Your goal.
I need the lines from the one with "jacket for player-tracking calibration." through the end of the material, copied exactly and with nothing else included.

------------------------------------------------------------

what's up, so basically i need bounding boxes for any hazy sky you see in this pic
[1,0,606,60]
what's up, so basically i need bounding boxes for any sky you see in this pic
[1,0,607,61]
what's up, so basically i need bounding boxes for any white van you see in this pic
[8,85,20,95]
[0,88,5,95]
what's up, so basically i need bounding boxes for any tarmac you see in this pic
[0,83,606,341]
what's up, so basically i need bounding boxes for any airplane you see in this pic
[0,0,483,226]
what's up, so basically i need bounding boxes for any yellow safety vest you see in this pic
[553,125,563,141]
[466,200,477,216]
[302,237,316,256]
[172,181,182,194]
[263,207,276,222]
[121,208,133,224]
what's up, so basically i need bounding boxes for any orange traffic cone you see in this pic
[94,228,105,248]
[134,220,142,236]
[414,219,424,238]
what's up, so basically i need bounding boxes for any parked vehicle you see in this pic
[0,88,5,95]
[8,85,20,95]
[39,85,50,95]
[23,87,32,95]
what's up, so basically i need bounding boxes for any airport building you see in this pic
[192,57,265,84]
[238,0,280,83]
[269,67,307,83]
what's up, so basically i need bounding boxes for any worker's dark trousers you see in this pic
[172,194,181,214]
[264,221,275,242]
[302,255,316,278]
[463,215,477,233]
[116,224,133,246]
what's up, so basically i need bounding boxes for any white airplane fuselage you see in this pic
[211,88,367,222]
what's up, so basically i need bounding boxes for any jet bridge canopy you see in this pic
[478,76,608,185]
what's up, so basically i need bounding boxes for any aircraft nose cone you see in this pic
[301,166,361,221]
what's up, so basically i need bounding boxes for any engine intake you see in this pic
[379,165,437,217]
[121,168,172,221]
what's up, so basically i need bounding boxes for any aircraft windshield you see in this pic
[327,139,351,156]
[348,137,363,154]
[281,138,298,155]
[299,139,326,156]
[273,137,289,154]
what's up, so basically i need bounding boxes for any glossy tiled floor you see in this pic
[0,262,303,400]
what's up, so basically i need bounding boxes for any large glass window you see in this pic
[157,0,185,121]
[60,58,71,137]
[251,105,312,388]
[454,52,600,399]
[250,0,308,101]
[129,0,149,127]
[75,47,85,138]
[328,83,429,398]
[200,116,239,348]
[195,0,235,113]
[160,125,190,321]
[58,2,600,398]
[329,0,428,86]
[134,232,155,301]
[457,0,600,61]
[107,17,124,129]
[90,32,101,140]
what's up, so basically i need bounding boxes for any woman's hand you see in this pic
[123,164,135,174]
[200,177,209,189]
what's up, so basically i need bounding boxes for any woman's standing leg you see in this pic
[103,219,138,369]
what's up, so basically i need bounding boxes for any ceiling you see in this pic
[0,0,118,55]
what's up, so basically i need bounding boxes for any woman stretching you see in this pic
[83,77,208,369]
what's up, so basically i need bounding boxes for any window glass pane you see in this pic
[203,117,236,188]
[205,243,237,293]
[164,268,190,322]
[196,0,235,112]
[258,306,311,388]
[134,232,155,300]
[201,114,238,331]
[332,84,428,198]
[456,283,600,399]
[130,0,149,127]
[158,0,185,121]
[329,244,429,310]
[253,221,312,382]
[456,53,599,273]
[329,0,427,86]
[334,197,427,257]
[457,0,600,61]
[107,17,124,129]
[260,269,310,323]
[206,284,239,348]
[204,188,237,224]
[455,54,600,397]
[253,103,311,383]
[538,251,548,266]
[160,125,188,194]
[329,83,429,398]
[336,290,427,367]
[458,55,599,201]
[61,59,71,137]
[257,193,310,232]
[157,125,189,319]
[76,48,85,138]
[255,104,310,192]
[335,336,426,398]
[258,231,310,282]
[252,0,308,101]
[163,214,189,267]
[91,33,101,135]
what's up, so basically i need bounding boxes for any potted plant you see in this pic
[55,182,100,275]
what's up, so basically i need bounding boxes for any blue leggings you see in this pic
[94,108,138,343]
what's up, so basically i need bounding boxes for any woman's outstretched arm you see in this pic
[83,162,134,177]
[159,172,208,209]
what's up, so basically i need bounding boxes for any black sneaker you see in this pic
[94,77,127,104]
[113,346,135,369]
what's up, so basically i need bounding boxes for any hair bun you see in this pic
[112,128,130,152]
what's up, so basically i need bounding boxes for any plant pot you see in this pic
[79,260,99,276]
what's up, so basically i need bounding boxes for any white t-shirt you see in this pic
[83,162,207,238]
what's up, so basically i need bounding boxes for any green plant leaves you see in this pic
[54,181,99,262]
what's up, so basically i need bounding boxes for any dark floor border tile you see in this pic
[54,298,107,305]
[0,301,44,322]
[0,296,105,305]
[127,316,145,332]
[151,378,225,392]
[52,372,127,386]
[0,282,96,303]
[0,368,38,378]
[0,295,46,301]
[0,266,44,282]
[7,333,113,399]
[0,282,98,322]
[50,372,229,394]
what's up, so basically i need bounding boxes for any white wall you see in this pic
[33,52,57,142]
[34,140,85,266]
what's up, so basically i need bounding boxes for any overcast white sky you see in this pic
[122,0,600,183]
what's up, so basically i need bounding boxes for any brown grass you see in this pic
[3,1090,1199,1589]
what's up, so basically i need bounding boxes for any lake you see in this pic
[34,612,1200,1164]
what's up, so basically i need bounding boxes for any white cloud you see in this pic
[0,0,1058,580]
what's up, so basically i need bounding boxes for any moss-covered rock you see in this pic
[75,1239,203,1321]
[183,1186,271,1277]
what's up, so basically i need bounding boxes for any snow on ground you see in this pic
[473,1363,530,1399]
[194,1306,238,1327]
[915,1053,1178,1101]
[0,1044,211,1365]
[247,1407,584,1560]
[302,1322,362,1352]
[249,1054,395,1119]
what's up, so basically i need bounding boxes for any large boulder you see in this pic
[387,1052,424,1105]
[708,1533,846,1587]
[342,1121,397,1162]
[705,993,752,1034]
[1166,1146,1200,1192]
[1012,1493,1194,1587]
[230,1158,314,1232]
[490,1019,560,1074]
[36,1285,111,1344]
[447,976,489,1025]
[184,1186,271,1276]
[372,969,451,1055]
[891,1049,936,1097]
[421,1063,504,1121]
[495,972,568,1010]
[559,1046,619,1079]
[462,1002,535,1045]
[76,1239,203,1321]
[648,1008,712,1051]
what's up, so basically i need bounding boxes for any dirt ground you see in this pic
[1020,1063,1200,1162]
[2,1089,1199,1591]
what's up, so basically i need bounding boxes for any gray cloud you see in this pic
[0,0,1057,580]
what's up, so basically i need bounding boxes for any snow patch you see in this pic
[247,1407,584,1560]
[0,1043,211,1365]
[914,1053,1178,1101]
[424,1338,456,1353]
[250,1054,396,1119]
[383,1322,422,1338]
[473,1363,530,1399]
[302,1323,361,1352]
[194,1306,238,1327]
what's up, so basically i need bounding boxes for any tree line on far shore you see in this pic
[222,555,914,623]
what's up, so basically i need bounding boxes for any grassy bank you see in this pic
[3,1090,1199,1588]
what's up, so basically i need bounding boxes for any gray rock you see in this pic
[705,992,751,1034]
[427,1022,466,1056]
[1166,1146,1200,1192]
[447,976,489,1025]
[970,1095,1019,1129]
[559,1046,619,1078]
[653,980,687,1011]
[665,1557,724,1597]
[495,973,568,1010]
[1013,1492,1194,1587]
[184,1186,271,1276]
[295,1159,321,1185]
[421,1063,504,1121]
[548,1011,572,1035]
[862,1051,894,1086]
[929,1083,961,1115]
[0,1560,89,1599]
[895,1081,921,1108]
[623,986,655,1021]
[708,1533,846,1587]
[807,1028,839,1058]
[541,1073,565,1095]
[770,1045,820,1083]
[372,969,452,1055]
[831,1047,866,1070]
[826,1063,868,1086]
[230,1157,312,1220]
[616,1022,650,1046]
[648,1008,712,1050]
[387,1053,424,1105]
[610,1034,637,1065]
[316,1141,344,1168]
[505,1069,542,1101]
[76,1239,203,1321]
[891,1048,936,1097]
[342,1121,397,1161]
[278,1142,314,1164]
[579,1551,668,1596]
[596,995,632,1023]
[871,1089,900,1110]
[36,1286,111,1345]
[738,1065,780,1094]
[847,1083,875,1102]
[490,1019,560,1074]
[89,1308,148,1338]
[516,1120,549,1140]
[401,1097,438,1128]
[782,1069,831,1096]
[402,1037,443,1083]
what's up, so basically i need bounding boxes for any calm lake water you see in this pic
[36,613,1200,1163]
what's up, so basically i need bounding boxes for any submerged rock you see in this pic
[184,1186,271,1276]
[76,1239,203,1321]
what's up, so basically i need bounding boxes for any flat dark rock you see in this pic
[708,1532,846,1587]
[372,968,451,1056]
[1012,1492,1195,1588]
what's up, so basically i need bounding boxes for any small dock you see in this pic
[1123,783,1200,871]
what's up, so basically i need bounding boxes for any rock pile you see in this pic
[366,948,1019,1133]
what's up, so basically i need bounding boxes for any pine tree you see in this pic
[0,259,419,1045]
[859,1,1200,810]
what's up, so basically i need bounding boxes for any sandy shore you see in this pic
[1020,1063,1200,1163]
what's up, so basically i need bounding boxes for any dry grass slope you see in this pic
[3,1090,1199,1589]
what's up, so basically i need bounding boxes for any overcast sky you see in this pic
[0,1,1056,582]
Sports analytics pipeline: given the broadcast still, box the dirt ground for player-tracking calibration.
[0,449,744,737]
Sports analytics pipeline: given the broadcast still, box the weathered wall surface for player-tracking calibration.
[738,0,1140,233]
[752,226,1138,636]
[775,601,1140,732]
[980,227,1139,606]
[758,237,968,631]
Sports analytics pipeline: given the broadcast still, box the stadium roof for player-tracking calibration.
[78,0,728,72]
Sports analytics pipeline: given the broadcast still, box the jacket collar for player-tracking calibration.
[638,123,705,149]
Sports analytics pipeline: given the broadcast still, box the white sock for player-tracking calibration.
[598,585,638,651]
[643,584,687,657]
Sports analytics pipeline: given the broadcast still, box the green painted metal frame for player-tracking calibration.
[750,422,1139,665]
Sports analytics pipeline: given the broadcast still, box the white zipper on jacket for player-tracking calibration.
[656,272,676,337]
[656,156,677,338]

------------------------------------------------------------

Task response.
Sports analytics pipeline: given the broadcast still, box the white zipper on jacket for player-tracking calibration.
[656,272,676,337]
[656,156,677,338]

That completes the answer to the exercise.